Location labeling material:
-- -- --

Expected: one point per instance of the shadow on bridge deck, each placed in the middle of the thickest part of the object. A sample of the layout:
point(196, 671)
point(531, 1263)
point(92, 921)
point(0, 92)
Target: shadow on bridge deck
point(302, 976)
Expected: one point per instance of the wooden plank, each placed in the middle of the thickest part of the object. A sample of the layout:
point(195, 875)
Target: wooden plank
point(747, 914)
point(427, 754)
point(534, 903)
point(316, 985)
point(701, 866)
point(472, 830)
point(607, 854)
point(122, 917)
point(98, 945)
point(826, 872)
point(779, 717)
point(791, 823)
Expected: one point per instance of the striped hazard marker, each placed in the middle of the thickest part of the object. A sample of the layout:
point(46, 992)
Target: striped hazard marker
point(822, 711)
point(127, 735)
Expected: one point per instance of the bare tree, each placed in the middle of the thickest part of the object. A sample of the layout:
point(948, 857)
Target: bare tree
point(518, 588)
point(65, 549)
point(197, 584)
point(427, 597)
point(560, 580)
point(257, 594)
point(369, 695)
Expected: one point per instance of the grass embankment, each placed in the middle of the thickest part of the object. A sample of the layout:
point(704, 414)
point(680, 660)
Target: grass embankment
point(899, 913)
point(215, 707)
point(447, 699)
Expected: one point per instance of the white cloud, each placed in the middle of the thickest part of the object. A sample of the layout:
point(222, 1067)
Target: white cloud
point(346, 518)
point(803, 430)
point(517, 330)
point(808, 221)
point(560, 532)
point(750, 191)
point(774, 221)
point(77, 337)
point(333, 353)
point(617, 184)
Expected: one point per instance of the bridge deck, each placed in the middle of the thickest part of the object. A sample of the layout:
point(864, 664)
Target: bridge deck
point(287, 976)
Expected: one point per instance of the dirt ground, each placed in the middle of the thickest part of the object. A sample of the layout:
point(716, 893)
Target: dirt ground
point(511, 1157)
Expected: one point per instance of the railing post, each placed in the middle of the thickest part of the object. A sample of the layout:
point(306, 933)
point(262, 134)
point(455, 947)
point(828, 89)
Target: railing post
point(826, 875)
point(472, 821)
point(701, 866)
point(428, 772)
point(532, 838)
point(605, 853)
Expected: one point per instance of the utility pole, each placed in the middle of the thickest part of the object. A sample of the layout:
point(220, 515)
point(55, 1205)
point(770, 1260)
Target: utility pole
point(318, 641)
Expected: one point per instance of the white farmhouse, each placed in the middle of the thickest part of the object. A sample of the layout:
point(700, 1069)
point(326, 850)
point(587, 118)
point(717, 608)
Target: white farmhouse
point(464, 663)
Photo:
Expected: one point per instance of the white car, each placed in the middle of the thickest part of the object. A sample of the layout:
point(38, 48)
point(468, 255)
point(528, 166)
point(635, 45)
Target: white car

-- -- --

= Aim =
Copy out all of the material above, switching "thickest part" to "widest part" wherever it occurs and leaving everything else unchanged.

= Solved problem =
Expected: one point per instance of the shadow on bridge deck, each placed in the middle of the widest part of the object. A sample of the layout:
point(196, 671)
point(531, 1263)
point(92, 921)
point(0, 92)
Target: shadow on bridge deck
point(302, 976)
Expected: one point per instance of the wooden plank, each placed in the middle of the widest part of the object. A sample of the layout:
point(195, 875)
Target: wooden plank
point(747, 914)
point(427, 754)
point(534, 903)
point(316, 985)
point(701, 866)
point(472, 830)
point(607, 854)
point(122, 917)
point(98, 945)
point(826, 872)
point(779, 717)
point(791, 823)
Expected: one point per instance of the striped hazard marker, each placed in the middle of the widest part of the object. A sample of the layout:
point(46, 992)
Target: striped hazard marker
point(822, 711)
point(127, 735)
Expected: one point per instance of the bare tree, each placed in the middle of the widest part of the object. A sample of the layout:
point(948, 857)
Target: bare tree
point(518, 588)
point(65, 549)
point(197, 584)
point(427, 597)
point(560, 580)
point(257, 594)
point(369, 695)
Expected: one point per instance of the grass embankment, each placed in the middle of the widest part of the object. A sample of the layout:
point(704, 414)
point(680, 660)
Target: grass embankment
point(899, 913)
point(215, 707)
point(447, 699)
Expected: one point per instance of the white cloud, each placed in the middle of the widest part of the object. A sample of the layout:
point(222, 1067)
Target: white cloud
point(346, 518)
point(803, 430)
point(517, 330)
point(808, 221)
point(560, 532)
point(750, 191)
point(774, 221)
point(77, 337)
point(333, 353)
point(617, 184)
Expected: one point per instance of the bridge deck, each placed in the middle of the widest part of the object. A sample of the layout:
point(864, 664)
Target: bridge deck
point(287, 976)
Expected: one point per instance of the dirt ground, each placed in the middle of the widest part of the object. A sample of the layout:
point(716, 893)
Target: dirt ground
point(511, 1157)
Expected: one point per instance of the railing post, each placed in the middle of the widest part of the object. A sample of the layout:
point(306, 933)
point(262, 134)
point(455, 947)
point(828, 89)
Target: railing post
point(826, 875)
point(472, 821)
point(701, 866)
point(428, 772)
point(532, 838)
point(605, 853)
Expected: one point per instance of the utility pole, each placed in the middle of the widest part of the object. A sample of the layout:
point(220, 515)
point(55, 1205)
point(770, 1260)
Target: utility pole
point(318, 641)
Expected: one point per instance of the white farmhouse, each placed in the middle of the widest part of the object. A sample of the layout:
point(700, 1069)
point(326, 850)
point(587, 118)
point(717, 608)
Target: white farmhouse
point(464, 663)
Photo:
Expected: one point per instance of the white car, each placed in the middle of the widest part of the object. A sample of the layout:
point(38, 48)
point(468, 255)
point(528, 166)
point(635, 45)
Target: white car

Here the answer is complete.